*WHAT IS REQUIRED*.
Render every line of the listing below as a numbered list, leaving out the blank lines.

Outline records:
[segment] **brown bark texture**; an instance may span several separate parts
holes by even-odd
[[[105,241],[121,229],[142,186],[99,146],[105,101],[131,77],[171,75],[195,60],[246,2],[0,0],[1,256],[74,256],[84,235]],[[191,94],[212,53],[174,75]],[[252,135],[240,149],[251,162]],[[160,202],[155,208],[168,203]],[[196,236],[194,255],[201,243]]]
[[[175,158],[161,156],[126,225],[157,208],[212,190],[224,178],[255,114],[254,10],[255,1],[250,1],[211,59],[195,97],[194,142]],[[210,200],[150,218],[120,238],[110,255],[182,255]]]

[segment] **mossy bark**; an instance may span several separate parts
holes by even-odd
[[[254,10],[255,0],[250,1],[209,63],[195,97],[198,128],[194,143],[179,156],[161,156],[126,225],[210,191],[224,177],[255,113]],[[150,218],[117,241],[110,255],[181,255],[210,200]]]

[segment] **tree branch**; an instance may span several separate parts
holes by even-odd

*COMPLETE RESPONSE*.
1. [segment] **brown bark texture**; an instance may span several separate parts
2. holes by even-odd
3. [[[105,241],[121,229],[142,186],[99,146],[105,101],[131,77],[171,75],[195,60],[246,2],[0,0],[1,256],[74,256],[84,235]],[[191,94],[212,53],[174,75]],[[252,135],[240,149],[251,162]],[[160,202],[155,208],[168,203]],[[196,236],[194,255],[201,243]]]
4. [[[175,158],[161,156],[126,225],[157,208],[212,190],[224,178],[255,114],[254,10],[255,1],[250,1],[211,59],[195,97],[194,142]],[[210,200],[150,218],[120,238],[110,255],[182,255]]]
5. [segment] **mossy bark**; an instance may span several separate parts
6. holes by even-odd
7. [[[254,10],[255,0],[250,1],[209,63],[195,97],[198,128],[194,143],[179,156],[161,156],[126,225],[210,191],[224,177],[255,113]],[[150,218],[117,241],[110,255],[181,255],[210,200]]]
8. [segment] **tree branch**; an instance may span several separate parts
9. holes by even-odd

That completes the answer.